*** Selected extract ***

Kyrix: A Detail-on-Demand Visualization System

When: 
Thursday, April 18, 2019 - 7:00pm
Room: 
32-G449 (Kiva)
Lecturer(s): 
Mike Stonebraker, MIT

IEEE Computer Society and GBC/ACM
7:00 PM, Thursday, 18 April 2019
MIT Room 32-G449 (Kiva)
This talk will be webcast on the MIT CSAIL Youtube channel http://www.youtube.com/channel/UCYs2iUgksAhgoidZwEAimmg/live beginning at 7pm.
Kyrix: A Detail-on-Demand Visualization System
Mike Stonebraker, MIT

Kyrix is a "detail-on-demand" visualization system. As such, it supports a pan/zoom/jump interface similar to Google Maps. The benefit of such systems is the interface can be learned quickly and no user manual is required. Also, it facilitates browsing over large amounts of data, drilling into areas of interest to get more information. Although Kyrix is a natural on geographic data, it can also be used on any kind of data that is amenable to a two-dimensional layout.

*** Provided material ***

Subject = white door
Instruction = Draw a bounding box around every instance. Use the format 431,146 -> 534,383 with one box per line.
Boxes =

***

* Tasks for this exercise
1 > Reproduce the Kyrix talk announcement from "IEEE Computer Society" to "beginning at 7pm.".
2 > According to the Kyrix talk announcement, what kind of interface does Kyrix support?
3 > Resume the Kyrix talk announcement from its last sentence.

* Outputs in order
1 >
IEEE Computer Society and GBC/ACM
7:00 PM, Thursday, 18 April 2019
MIT Room 32-G449 (Kiva)
This talk will be webcast on the MIT CSAIL Youtube channel http://www.youtube.com/channel/UCYs2iUgksAhgoidZwEAimmg/live beginning at 7pm.

2 > A pan/zoom/jump interface similar to Google Maps.

3 >
Many detail-on-demand systems have been constructed in the past; mostly hard-coded to support a single application. In contrast, Kyrix is easily programmable to support any kinds of objects, not just maps or satellite imagery.

Kyrix is now operational, and we will demo the system on a Massachusetts General Hospital (MGH) application using 30T of EEG sleep study data. We also have a genomics browser (in conjunction with Paradigm4), a browser into internet traffic (in conjunction with Recorded Futures), and a browser for the MIT Data Civilizer data integration system.

We also, show how we achieve end-to-end response time of 500 msec. or less and discuss the concept of supporting multiple co-ordinated viewports on the screen at once.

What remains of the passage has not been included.